## BEGIN Provided records
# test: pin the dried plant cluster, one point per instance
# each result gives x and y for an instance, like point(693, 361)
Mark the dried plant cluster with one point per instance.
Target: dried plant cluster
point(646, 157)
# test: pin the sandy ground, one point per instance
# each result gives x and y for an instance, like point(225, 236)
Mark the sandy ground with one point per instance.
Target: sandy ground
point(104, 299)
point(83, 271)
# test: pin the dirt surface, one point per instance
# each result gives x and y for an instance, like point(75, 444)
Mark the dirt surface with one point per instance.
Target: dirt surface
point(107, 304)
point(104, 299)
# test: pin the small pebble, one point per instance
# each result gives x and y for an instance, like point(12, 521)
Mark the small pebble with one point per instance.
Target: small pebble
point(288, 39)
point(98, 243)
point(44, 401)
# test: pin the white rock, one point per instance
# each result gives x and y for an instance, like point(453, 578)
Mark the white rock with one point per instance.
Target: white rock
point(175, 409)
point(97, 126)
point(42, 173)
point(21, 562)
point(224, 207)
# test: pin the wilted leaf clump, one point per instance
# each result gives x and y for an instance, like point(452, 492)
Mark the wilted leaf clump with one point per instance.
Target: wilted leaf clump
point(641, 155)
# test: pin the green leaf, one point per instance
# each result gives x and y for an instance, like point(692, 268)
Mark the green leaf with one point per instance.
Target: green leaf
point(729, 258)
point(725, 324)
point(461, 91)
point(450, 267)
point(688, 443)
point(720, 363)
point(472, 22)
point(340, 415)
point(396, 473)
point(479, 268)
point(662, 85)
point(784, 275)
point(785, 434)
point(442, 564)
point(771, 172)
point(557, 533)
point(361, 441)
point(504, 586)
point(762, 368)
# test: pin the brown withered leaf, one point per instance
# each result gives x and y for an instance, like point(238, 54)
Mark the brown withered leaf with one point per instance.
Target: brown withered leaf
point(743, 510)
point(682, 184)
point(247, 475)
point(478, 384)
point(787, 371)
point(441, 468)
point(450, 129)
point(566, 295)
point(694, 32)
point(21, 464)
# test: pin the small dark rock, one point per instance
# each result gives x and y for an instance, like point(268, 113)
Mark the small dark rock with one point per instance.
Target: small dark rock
## END Provided records
Put the stretch of the listing from the line containing "# test: pin the green" through the line containing "point(784, 275)" into a Markdown table with the columns Row and Line, skipping any blank lines.

* _Answer_:
| Row | Line |
|---|---|
| 1 | # test: pin the green leaf, one point per instance |
| 2 | # each result gives x and y for an instance, like point(692, 268) |
| 3 | Mark the green leaf with one point per instance. |
| 4 | Target: green leaf |
| 5 | point(729, 258) |
| 6 | point(725, 324) |
| 7 | point(461, 91) |
| 8 | point(450, 267) |
| 9 | point(688, 443) |
| 10 | point(720, 363) |
| 11 | point(472, 22) |
| 12 | point(340, 415) |
| 13 | point(396, 473) |
| 14 | point(479, 268) |
| 15 | point(662, 85) |
| 16 | point(784, 275) |